[AUFGABEN ZUR BEARBEITUNG]
1/ Schreiben Sie aus dem Text über die Erstlinge den Abschnitt von "Aus dieser Perspektive" bis einschließlich "die hebräische Nation." wortgetreu ab.
2/ Beantworten Sie anhand des Textes über die Erstlinge die folgenden Fragen:
(a) In welchem Kapitel des Deuteronomiums steht die Mitzwa der Erstlinge?
(b) Wovon brachte Kain eine Opfergabe?
(c) Wie heißt das Fest am Tag, an dem Gott die Thora gab?

---------- TEXT ZUR DURCHSICHT

Die erste Mitzwa in Parschat 'Ki-Tavo' (Deuteronomium 26) ist die Mitzwa der Erstlinge. Diese Mitzwa ist eine direkte Fortsetzung der komplexen Beziehung zwischen Kain und Abel.
Die Thora hatte uns bereits in Genesis 4 vom Vorrang von Kain als Erstgeborenen und Abel als Zweitgeborenen erzählt. Diese Unterscheidung beeinflusste ihren Umgang mit anderen; sie hatten gegensätzliche Einstellungen. Kain wusste, dass er als Erstgeborener gewisse Vorteile hatte, die er für sich selbst beanspruchte, während er den Überrest den anderen überließ. Deshalb brachte er vom übriggebliebenen Getreide eine Opfergabe. Abel hingegen, der sich seiner Stellung als Zweitgeborener bewusst war, erkannte, dass seine Aufgabe darin bestand, mit anderen zu teilen.
Aus dieser Perspektive wird es offensichtlich warum der Tag, an dem Gott die Thora gab (Schawuot-Fest) der gleiche Tag ist, an dem Erstlingsfrüchte (Bikkurim) gegeben werden, was sich darauf bezieht, dass die Thora denjenigen gegeben wird, die Erstlinge opfern können. Sie wird denjenigen geschenkt, die ihren zweitrangigen Status anerkennen und die Verantwortung, mit anderen zu teilen. So wie der Heilige, gesegnet sei Er, symbolisch das erste Erzeugnisse nahm - die Thora - und präsentierte es der Menschheit durch die hebräische Nation.

--------------------
---------- AUSZÜGE DER ZEILEN

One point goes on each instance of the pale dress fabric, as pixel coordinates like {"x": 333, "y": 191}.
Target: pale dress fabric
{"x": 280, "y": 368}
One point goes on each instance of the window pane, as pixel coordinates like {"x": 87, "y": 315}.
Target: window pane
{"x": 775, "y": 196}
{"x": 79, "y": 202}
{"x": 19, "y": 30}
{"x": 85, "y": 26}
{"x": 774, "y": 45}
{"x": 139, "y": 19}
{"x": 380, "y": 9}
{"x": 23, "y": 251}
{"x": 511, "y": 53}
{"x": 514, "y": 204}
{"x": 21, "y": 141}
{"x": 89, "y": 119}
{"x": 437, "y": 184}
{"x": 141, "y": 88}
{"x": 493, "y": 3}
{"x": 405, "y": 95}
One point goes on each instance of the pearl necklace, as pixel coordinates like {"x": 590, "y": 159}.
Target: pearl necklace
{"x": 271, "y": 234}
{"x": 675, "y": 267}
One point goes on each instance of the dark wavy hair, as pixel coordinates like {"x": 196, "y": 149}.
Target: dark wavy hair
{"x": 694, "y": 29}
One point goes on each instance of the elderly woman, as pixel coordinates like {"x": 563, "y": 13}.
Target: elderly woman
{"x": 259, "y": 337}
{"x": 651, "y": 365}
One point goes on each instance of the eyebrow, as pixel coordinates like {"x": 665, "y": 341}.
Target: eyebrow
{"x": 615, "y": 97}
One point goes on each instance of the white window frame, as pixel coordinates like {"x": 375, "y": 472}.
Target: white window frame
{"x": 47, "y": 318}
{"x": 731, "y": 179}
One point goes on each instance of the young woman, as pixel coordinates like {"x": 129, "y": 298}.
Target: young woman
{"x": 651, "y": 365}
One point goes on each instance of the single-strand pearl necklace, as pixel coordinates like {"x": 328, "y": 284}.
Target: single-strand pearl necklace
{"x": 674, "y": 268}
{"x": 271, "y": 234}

--------------------

[SCHRIFTLICHE ANTWORTEN]
1/
Aus dieser Perspektive wird es offensichtlich warum der Tag, an dem Gott die Thora gab (Schawuot-Fest) der gleiche Tag ist, an dem Erstlingsfrüchte (Bikkurim) gegeben werden, was sich darauf bezieht, dass die Thora denjenigen gegeben wird, die Erstlinge opfern können. Sie wird denjenigen geschenkt, die ihren zweitrangigen Status anerkennen und die Verantwortung, mit anderen zu teilen. So wie der Heilige, gesegnet sei Er, symbolisch das erste Erzeugnisse nahm - die Thora - und präsentierte es der Menschheit durch die hebräische Nation.

2/
(a) In Deuteronomium 26.
(b) Vom übriggebliebenen Getreide.
(c) Schawuot.